* _Exercises_:
1/ In the abstract on explosive breeding in tropical anurans, rewrite the passage starting with "Background: Anurans largely" and going on through "during explosive breeding events.", changing "ponds" to "pools".
2/ Answer these questions using the abstract on explosive breeding in tropical anurans:
(a) At how many ponds were data collected, and in what region?
(b) What was the most important factor predicting the emergence of explosive breeding events?
(c) Which three species co-occurred in most of the events?

* _Extract_:
╭──

Explosive breeding in tropical anurans: environmental triggers, community composition and acoustic structure.

Background: Anurans largely rely on acoustic communication for sexual selection and reproduction. While multiple studies have focused on the calling activity patterns of prolonged breeding assemblages, species that concentrate their reproduction in short-time windows, explosive breeders, are still largely unknown, probably because of their ephemeral nature. In tropical regions, multiple species of explosive breeders may simultaneously aggregate leading to massive, mixed and dynamic choruses. To understand the environmental triggers, the phenology and composition of these choruses, we collected acoustic and environmental data at five ponds in French Guiana during a rainy season, assessing acoustic communities before and during explosive breeding events.

Results: We detected in each pond two explosive breeding events, lasting between 24 and 70 h. The rainfall during the previous 48 h was the most important factor predicting the emergence of these events. During explosive breeding events, we identified a temporal factor that clearly distinguished pre- and mid-explosive communities. A common pool of explosive breeders co-occurred in most of the events, namely Chiasmocleis shudikarensis, Trachycephalus coriaceus and Ceratophrys cornuta. Nevertheless, the species composition was remarkably variable between ponds and for each pond between the first and the second events. The acoustic structure of explosive breeding communities had outlying levels of amplitude and unexpected low acoustic diversity, significantly lower than the communities preceding explosive breeding events.

Conclusions: Explosive breeding communities were tightly linked with specific rainfall patterns. With climate change increasing rainfall variability in tropical regions, such communities may experience significant shifts in their timing, distribution and composition. In structurally similar habitats, located in the same region without obvious barriers, our results highlight the variation in composition across explosive breeding events. The characteristic acoustic structure of explosive breeding events stands out from the circadian acoustic environment being easily detected at long distance, probably reflecting behavioural singularities and conveying heterospecific information announcing the availability of short-lived breeding sites. Our data provides a baseline against which future changes, possibly linked to climate change, can be measured, contributing to a better understanding on the causes, patterns and consequences of these unique assemblages.

╰──

* _Dataset entries_:
╭──

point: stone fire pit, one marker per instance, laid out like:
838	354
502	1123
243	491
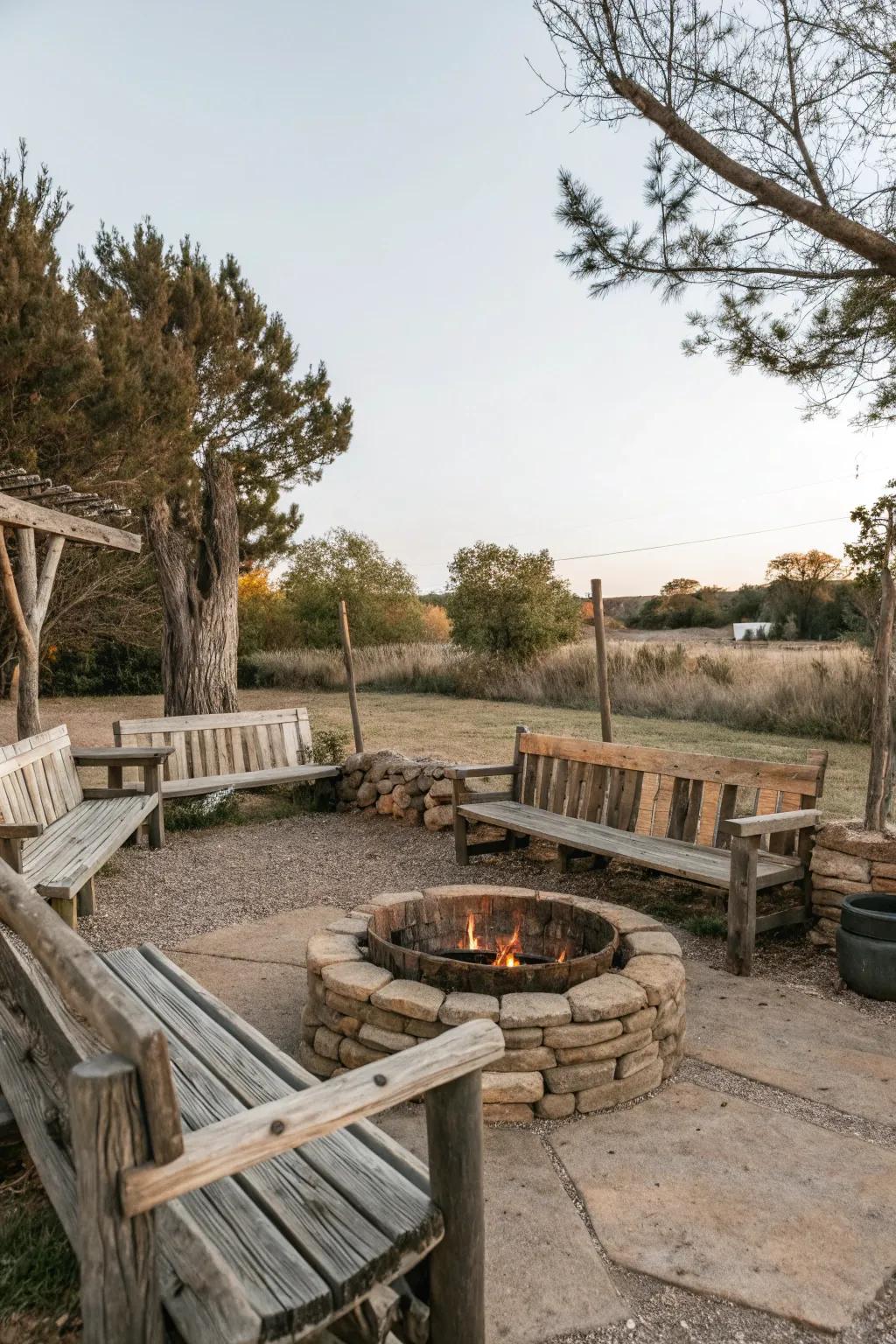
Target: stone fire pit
590	996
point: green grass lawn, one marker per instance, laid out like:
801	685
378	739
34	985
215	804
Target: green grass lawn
482	730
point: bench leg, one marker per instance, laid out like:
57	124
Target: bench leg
158	816
742	905
118	1276
67	909
88	898
459	839
457	1264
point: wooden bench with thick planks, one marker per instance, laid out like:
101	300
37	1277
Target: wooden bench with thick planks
668	810
245	750
208	1181
57	832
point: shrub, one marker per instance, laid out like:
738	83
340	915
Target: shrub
109	668
507	604
331	746
381	594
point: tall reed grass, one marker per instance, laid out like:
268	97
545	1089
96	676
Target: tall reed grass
768	690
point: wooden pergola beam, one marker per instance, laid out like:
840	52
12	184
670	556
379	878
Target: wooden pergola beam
20	512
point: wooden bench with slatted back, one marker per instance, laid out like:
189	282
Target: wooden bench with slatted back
245	750
725	822
205	1178
57	832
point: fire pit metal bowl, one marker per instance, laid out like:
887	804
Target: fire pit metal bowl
452	941
590	996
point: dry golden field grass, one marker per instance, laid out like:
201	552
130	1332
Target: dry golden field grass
480	730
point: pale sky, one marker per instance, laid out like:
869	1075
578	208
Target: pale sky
379	173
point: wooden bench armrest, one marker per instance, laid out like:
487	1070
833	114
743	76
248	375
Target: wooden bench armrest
120	756
479	772
20	830
254	1136
742	827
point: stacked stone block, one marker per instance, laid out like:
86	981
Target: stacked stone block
388	784
604	1042
848	860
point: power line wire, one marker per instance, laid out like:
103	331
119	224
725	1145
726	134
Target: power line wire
703	541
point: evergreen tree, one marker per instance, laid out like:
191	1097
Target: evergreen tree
207	420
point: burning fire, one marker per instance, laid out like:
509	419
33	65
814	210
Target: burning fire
507	950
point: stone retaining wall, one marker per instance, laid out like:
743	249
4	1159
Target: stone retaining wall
413	790
605	1042
848	860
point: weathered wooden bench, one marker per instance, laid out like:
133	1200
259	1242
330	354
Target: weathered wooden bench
246	750
207	1180
57	832
667	810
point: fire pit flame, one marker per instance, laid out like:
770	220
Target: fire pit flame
507	950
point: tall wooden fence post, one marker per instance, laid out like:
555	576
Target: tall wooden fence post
118	1277
457	1264
601	647
349	674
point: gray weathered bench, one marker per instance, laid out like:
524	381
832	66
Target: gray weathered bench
673	812
57	832
246	750
203	1178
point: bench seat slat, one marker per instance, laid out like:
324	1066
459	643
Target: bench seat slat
248	780
665	855
399	1208
316	1195
74	848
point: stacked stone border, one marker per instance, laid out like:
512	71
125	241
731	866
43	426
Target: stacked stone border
411	790
848	860
604	1042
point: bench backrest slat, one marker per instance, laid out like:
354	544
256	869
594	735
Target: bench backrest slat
680	796
223	744
39	779
92	992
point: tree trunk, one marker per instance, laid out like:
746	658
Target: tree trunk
881	722
198	564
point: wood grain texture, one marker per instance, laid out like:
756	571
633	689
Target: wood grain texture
273	1128
92	992
118	1273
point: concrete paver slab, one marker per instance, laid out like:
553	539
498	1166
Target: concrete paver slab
801	1043
280	938
734	1199
268	996
543	1274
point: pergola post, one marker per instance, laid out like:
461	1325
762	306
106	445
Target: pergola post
25	589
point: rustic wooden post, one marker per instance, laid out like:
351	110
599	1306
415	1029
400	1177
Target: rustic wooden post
457	1265
742	905
601	648
349	674
118	1280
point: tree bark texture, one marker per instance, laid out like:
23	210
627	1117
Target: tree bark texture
198	562
881	724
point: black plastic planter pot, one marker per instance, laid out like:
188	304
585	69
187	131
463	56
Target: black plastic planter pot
866	945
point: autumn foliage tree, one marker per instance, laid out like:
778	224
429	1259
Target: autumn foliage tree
509	604
798	581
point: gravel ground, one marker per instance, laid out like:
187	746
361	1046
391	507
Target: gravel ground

╰──

* _Exercise responses_:
1/
Background: Anurans largely rely on acoustic communication for sexual selection and reproduction. While multiple studies have focused on the calling activity patterns of prolonged breeding assemblages, species that concentrate their reproduction in short-time windows, explosive breeders, are still largely unknown, probably because of their ephemeral nature. In tropical regions, multiple species of explosive breeders may simultaneously aggregate leading to massive, mixed and dynamic choruses. To understand the environmental triggers, the phenology and composition of these choruses, we collected acoustic and environmental data at five pools in French Guiana during a rainy season, assessing acoustic communities before and during explosive breeding events.

2/
(a) Five ponds, in French Guiana.
(b) The rainfall during the previous 48 h.
(c) Chiasmocleis shudikarensis, Trachycephalus coriaceus and Ceratophrys cornuta.